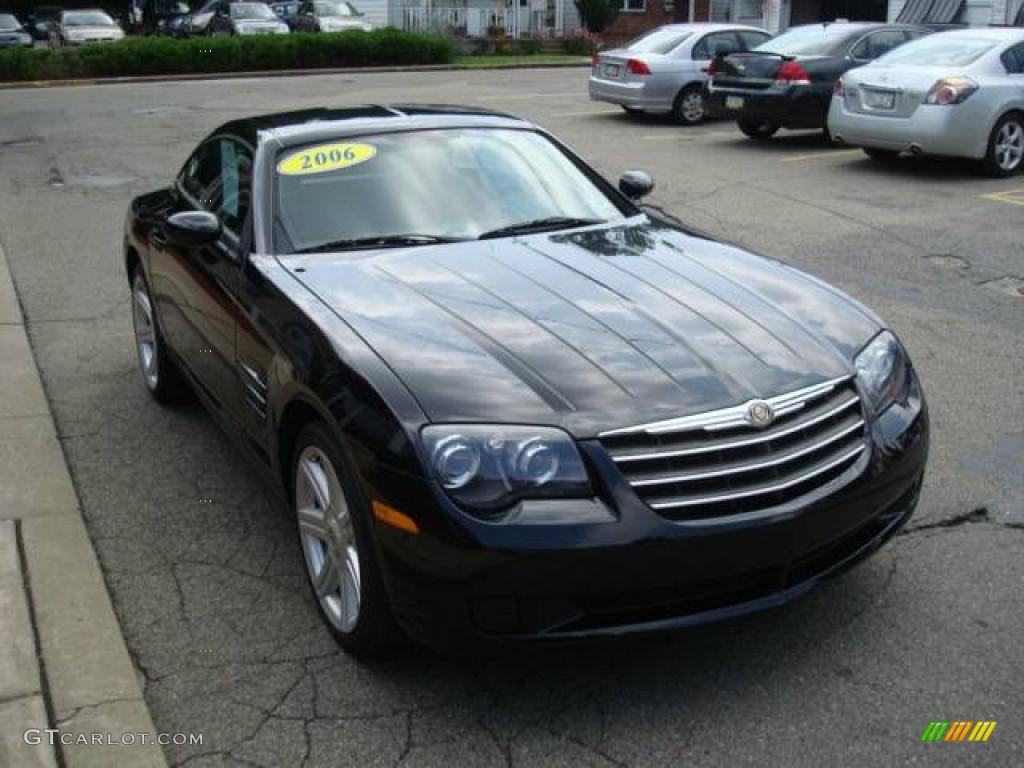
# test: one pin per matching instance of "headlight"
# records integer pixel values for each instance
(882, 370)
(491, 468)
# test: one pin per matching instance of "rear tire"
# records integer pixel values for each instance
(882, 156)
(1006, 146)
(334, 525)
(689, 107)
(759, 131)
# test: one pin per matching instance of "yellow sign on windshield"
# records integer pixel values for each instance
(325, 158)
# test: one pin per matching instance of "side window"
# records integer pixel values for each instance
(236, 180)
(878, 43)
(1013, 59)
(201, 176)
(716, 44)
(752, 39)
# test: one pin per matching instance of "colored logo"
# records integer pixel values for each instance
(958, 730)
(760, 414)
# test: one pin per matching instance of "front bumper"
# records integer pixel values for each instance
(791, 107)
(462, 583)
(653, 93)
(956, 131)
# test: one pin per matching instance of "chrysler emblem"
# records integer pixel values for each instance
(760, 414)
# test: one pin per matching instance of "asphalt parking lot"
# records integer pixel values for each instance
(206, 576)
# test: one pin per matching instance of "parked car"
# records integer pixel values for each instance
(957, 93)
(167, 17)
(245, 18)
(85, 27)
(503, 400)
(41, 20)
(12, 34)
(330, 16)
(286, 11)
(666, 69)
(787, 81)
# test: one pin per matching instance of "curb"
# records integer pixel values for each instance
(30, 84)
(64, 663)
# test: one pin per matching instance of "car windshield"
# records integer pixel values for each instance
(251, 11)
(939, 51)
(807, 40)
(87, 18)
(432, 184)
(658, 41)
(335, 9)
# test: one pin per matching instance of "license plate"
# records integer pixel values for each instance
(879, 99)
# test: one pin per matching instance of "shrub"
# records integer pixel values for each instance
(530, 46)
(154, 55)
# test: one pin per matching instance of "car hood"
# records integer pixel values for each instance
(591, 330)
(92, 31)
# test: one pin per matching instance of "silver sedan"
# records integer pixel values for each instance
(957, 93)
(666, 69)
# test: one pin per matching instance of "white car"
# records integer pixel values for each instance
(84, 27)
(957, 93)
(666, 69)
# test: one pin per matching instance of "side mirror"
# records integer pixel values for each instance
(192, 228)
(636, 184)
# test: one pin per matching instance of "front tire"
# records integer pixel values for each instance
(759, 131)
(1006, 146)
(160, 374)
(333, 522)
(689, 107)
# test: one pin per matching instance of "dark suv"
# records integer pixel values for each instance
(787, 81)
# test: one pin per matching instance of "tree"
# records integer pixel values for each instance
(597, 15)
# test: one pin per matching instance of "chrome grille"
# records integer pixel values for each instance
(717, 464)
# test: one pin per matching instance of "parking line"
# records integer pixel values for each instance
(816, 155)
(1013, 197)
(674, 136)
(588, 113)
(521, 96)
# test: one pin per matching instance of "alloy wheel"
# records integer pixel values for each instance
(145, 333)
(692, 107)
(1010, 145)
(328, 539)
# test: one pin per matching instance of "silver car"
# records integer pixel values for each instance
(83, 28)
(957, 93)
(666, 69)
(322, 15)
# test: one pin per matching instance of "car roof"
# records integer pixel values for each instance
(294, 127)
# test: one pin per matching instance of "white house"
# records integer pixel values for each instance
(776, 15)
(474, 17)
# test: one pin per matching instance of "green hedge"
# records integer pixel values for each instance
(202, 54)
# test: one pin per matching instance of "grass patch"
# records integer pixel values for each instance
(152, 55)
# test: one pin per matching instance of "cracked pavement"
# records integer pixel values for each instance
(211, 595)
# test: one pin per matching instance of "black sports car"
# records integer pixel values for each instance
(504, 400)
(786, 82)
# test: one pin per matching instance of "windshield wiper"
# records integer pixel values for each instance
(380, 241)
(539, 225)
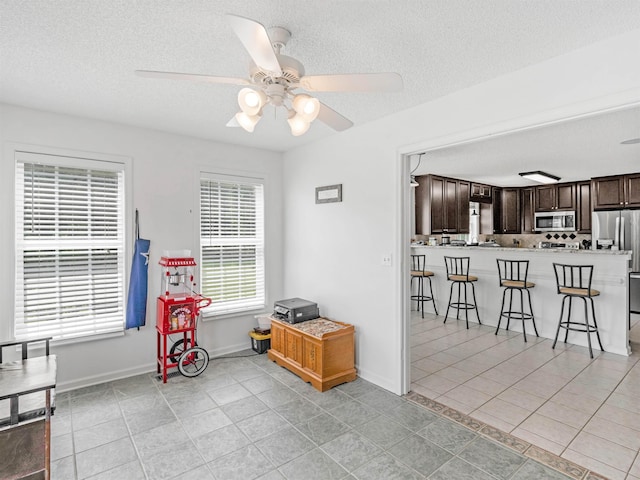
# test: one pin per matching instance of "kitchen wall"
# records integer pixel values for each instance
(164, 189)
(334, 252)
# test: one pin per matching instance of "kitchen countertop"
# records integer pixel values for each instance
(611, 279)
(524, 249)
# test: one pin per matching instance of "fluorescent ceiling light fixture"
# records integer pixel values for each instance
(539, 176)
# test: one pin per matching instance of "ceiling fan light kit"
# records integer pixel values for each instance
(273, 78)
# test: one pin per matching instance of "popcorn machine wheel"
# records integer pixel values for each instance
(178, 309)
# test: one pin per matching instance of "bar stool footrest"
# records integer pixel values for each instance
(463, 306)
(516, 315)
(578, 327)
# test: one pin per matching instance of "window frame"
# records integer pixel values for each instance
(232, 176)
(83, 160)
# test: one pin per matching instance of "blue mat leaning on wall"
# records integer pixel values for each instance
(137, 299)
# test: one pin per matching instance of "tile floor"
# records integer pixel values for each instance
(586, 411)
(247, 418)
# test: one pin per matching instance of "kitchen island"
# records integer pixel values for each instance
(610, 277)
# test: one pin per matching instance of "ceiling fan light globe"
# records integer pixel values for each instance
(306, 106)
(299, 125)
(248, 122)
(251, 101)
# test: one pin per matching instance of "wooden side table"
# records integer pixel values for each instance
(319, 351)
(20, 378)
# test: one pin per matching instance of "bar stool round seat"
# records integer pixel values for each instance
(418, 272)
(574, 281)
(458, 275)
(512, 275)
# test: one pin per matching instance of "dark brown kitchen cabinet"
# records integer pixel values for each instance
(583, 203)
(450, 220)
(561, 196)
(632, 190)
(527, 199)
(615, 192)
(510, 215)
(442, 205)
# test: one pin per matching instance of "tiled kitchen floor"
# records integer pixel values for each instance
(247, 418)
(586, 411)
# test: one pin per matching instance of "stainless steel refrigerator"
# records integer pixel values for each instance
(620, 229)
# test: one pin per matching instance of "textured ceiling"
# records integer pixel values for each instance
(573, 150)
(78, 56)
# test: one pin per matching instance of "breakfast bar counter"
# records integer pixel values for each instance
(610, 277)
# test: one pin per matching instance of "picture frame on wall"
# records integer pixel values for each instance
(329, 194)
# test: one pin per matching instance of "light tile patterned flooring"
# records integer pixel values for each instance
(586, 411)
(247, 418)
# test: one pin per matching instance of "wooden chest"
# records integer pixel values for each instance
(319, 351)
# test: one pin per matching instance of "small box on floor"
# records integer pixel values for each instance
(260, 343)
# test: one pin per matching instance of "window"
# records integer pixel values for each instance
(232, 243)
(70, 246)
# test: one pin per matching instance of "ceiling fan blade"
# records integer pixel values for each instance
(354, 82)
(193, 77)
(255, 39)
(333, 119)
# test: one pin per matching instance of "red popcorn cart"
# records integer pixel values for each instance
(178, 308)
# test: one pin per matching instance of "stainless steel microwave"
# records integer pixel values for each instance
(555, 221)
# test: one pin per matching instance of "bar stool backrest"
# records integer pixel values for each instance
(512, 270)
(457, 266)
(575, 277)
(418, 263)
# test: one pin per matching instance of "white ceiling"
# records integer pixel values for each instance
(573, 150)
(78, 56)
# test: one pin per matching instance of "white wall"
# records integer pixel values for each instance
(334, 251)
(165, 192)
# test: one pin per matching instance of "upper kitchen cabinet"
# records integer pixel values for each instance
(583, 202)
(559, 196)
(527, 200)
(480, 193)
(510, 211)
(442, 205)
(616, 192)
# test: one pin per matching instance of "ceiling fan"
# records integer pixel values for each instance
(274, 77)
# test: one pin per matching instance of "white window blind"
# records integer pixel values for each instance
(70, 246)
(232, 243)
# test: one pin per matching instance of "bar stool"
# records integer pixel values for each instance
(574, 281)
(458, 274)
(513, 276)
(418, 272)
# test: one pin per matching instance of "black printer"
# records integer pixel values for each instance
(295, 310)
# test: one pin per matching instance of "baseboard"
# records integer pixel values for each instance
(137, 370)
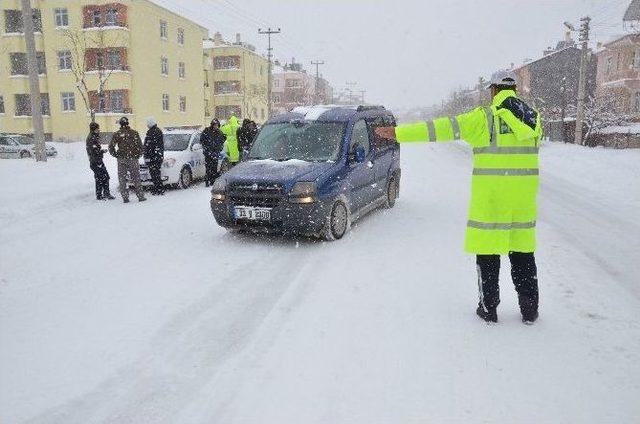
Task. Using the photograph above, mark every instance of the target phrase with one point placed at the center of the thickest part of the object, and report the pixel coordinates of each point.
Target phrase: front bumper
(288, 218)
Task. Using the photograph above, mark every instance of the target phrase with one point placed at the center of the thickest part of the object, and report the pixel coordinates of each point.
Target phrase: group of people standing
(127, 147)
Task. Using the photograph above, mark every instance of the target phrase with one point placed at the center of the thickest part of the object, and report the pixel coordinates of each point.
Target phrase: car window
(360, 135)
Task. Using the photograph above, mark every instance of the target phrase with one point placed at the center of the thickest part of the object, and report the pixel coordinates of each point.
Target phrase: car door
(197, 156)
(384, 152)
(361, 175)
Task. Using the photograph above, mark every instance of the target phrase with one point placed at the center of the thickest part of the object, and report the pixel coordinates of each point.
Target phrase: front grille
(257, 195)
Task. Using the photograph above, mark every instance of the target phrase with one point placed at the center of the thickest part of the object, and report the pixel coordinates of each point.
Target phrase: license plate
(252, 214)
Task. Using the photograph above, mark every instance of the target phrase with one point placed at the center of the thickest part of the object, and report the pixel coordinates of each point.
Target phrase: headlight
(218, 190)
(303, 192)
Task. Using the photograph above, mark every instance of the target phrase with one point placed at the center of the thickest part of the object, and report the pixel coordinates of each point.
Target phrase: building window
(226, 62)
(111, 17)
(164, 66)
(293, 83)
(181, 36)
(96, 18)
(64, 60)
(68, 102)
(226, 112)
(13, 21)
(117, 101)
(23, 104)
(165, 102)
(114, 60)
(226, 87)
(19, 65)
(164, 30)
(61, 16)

::::::::::

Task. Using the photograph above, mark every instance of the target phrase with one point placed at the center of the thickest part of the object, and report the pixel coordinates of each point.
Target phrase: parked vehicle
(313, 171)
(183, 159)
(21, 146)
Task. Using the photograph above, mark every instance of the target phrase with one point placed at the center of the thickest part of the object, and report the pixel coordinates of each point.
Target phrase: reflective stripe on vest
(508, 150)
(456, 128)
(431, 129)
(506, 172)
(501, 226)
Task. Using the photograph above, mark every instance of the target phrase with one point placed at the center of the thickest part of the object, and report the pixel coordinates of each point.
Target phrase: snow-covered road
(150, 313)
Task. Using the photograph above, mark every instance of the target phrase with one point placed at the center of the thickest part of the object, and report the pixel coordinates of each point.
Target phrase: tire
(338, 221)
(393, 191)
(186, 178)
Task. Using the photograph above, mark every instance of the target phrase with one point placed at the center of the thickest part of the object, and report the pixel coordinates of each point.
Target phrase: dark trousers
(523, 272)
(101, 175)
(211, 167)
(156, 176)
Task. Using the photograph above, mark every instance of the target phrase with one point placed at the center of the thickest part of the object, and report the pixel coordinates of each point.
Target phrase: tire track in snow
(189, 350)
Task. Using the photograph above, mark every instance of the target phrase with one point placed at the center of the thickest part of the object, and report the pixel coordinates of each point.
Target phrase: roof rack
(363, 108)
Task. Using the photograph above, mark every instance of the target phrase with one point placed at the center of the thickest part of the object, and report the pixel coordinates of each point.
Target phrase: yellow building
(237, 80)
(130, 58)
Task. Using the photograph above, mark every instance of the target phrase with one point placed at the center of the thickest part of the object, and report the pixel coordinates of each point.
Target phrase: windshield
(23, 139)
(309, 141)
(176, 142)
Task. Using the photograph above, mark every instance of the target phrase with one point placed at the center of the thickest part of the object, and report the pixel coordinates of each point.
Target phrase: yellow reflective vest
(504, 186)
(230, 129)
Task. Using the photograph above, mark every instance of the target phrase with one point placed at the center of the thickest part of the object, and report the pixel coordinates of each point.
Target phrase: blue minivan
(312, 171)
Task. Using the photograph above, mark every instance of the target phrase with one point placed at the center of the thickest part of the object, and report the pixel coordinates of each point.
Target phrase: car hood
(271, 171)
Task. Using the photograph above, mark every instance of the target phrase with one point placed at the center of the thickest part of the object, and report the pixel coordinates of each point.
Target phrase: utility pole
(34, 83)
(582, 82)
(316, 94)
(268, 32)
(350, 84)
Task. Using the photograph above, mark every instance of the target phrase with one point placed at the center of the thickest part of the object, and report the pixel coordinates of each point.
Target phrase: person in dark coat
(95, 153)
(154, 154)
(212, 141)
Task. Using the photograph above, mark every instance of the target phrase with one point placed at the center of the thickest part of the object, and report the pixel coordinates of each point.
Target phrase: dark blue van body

::::::::::

What needs to be done: Tally the lines in the items above that contain the string "cabinet". Reply with the count alone.

Expected answer: 2